## GIVEN INSTRUCTION
Recast the stretch of the data below, from the line containing "Report one point per instance of the fallen" through the line containing "[(380, 556)]", as a numbered list with blank lines omitted.

[start of ENTRIES]

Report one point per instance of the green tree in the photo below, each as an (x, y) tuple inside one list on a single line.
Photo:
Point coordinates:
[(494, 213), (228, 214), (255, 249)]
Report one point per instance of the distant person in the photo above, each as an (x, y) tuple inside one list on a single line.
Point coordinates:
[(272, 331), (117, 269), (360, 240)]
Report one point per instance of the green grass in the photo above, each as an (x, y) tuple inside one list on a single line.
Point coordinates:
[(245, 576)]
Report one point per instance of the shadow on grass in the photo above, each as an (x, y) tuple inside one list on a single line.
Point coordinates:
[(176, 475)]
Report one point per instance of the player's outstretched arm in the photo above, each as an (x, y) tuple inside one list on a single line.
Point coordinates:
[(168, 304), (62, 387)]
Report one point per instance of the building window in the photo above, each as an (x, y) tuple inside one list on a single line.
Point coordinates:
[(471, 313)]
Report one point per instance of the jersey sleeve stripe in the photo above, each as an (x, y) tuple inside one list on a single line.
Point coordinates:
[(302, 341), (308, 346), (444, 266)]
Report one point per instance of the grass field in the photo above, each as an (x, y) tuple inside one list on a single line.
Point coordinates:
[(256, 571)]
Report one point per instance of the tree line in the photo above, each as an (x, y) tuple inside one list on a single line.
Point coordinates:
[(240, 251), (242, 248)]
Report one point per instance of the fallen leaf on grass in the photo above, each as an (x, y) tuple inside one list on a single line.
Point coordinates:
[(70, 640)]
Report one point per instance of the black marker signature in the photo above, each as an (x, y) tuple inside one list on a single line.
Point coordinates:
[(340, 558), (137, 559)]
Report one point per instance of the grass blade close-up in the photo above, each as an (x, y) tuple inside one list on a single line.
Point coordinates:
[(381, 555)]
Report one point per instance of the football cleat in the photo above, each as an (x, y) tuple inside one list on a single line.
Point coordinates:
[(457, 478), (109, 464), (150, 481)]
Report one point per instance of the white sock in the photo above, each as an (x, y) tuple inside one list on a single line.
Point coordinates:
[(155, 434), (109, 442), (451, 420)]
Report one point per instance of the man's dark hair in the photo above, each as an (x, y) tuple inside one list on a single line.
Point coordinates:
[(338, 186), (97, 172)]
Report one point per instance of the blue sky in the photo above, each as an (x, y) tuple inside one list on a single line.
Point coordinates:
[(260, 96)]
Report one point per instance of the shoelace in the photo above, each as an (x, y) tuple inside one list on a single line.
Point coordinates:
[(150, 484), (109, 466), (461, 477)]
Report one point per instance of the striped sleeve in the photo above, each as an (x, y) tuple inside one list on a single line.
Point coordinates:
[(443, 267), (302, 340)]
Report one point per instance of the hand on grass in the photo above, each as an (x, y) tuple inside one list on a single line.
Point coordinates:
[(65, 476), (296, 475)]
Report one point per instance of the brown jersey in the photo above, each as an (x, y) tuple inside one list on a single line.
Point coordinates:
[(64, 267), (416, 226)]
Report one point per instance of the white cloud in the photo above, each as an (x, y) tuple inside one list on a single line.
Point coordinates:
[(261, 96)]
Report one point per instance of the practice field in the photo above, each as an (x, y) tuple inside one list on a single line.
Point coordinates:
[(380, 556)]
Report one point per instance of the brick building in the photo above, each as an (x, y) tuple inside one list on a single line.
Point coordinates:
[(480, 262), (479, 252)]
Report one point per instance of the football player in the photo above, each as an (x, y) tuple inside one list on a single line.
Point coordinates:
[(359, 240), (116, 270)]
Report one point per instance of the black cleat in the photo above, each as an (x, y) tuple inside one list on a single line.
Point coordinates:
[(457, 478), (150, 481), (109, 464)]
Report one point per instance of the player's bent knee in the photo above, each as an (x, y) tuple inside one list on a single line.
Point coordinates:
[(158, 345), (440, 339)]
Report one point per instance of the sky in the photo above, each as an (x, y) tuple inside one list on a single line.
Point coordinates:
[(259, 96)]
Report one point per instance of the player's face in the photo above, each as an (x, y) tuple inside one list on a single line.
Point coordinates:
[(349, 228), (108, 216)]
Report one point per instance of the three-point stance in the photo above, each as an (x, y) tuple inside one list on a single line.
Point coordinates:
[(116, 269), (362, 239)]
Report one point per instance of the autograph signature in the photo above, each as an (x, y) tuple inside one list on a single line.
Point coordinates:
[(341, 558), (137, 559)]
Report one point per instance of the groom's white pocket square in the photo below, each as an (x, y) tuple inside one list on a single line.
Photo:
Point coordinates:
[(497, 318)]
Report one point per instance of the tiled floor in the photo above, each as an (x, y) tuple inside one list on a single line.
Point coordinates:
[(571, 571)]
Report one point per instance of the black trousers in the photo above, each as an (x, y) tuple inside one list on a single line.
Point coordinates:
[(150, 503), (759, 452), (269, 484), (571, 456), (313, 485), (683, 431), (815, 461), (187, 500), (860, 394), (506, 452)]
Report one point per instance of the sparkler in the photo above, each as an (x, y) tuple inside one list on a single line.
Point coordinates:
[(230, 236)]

[end of ENTRIES]

## EXPECTED ANSWER
1. Report one point per instance of the fallen leaf on grass in the photo above, each as an (x, y) tuple inside one list on a single line.
2. Point coordinates:
3. [(70, 640)]
4. Report one point per instance of the black marker signature in the photo above, each as an (x, y) tuple inside one list on a single line.
5. Point coordinates:
6. [(340, 558), (137, 559)]
7. Report one point per instance of the grass blade close-up in the photo above, each as an (x, y) tuple inside one list on a single line.
8. Point coordinates:
9. [(381, 555)]
10. Report one point per instance of the football cleat in the photo above, each as an (x, y) tuple inside one list on a single line.
11. Point coordinates:
12. [(457, 478), (109, 464), (150, 481)]
13. Report one point per instance of the white sock in the photo above, each as an (x, y) tuple inside one list on a single line.
14. Point coordinates:
15. [(155, 434), (109, 442), (451, 420)]
16. Report one point per instance of the man's dark hair in the photo above, each as an (x, y) tuple inside one list on a single line.
17. Point coordinates:
18. [(338, 186), (97, 172)]
19. Report one point per instance of the blue sky in the photo above, each as an (x, y) tuple inside one list on a single line.
20. Point coordinates:
21. [(260, 96)]
22. Report one point per instance of the shoelace in the photo above, each as an (x, y) tuple inside one list on a single line.
23. Point coordinates:
24. [(150, 484), (109, 466), (461, 477)]
25. Report one point per instance of the striped sleeve in the photo above, each as an (x, y) tuple inside one list on a single line.
26. Point coordinates:
27. [(443, 267), (302, 340)]
28. Report one point per instance of the hand on grass in the photo above, each as an (x, y) tuple inside one list on a single line.
29. Point coordinates:
30. [(65, 476), (296, 475)]
31. Report one point per instance of the brown jersey in the photo above, each as an (x, y) tuple inside one list on a single line.
32. Point coordinates:
33. [(64, 267), (416, 226)]
34. Report one point per instance of the white cloud in the photo above, each as an (x, y) tuple inside one list on a single line.
35. Point coordinates:
36. [(261, 96)]
37. Report one point per instance of the practice field in the photo above, each as an (x, y) tuple inside one list on a single line.
38. Point coordinates:
39. [(380, 556)]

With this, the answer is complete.